PROBLEM DETAILS: Pull out every row below that contains the word "blue", copying each of those rows in full.

INFORMATION PROVIDED:
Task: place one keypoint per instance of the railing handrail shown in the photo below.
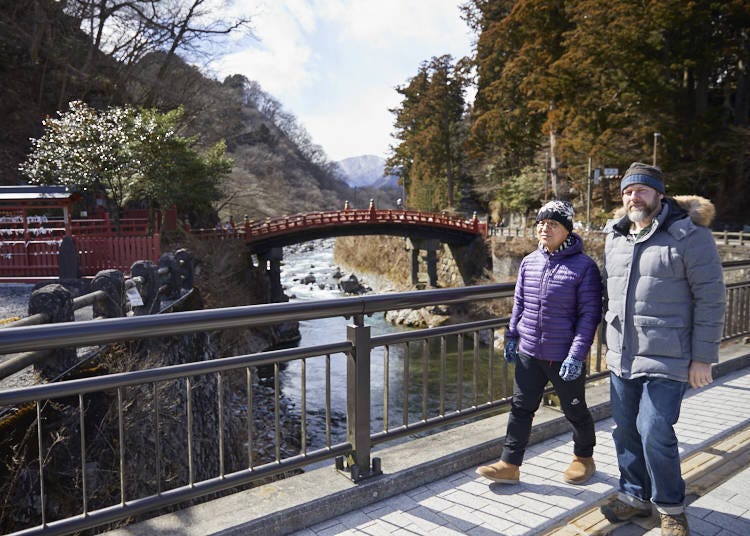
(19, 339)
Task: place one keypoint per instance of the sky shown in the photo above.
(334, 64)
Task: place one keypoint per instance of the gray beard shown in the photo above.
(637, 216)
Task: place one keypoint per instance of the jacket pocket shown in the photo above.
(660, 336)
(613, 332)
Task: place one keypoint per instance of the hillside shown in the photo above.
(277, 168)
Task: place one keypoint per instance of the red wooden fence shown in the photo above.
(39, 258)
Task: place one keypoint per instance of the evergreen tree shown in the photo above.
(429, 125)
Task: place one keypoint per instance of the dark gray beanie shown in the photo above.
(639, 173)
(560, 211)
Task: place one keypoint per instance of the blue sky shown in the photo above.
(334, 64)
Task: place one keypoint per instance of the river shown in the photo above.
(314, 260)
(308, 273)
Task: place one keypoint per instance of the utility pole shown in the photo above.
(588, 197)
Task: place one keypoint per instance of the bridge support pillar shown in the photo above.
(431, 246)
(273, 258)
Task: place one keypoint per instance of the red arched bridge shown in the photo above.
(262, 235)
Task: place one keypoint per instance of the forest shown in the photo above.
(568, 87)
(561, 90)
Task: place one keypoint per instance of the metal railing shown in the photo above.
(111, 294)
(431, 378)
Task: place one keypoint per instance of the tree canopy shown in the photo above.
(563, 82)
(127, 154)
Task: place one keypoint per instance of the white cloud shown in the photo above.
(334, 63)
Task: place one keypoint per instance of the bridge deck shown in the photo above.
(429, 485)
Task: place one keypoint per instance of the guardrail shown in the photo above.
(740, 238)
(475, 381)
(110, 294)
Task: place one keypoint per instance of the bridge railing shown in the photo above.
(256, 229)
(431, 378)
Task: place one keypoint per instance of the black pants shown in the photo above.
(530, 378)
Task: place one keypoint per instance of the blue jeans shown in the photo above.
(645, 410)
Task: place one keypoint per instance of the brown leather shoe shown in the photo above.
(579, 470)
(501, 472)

--

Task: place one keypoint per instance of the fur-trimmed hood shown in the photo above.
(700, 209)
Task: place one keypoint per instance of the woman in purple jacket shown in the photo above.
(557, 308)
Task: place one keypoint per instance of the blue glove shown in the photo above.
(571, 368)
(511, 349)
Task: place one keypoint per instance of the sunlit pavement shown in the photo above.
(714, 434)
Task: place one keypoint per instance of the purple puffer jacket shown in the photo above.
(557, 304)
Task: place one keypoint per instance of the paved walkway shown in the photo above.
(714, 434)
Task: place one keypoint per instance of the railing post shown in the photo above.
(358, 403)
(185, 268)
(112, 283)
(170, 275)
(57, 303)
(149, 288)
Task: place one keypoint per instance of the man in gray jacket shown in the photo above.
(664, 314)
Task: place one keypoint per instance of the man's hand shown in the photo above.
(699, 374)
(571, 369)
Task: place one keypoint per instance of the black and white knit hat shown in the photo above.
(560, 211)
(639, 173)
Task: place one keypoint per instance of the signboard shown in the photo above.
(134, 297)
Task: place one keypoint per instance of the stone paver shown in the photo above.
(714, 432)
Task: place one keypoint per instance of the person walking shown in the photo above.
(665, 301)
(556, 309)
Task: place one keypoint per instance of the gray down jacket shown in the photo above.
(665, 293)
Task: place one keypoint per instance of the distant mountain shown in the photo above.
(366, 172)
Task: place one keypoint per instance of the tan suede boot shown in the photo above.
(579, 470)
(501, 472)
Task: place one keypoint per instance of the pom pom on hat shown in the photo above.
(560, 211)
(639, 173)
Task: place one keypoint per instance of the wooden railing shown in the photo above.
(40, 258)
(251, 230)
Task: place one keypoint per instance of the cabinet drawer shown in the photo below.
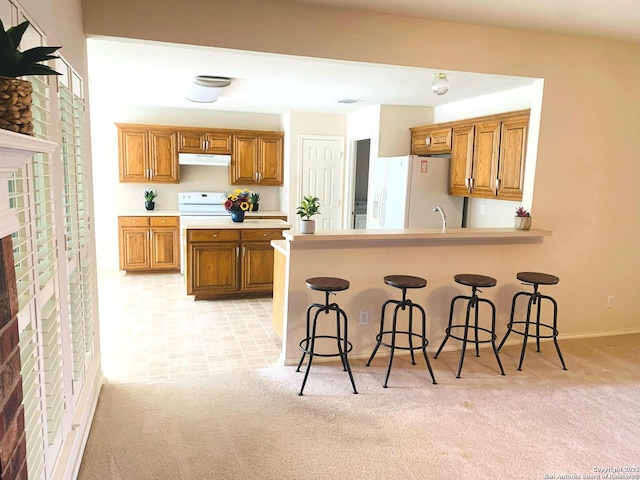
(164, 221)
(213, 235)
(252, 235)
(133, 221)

FINISHED TASK:
Task: place one keypoint per instance of the blue sky shown in the photo above.
Task: place one keypoint per instance of the blue jeans shown in the photo above.
Task: place one keypoint per instance of the blue glove shown in the photo above.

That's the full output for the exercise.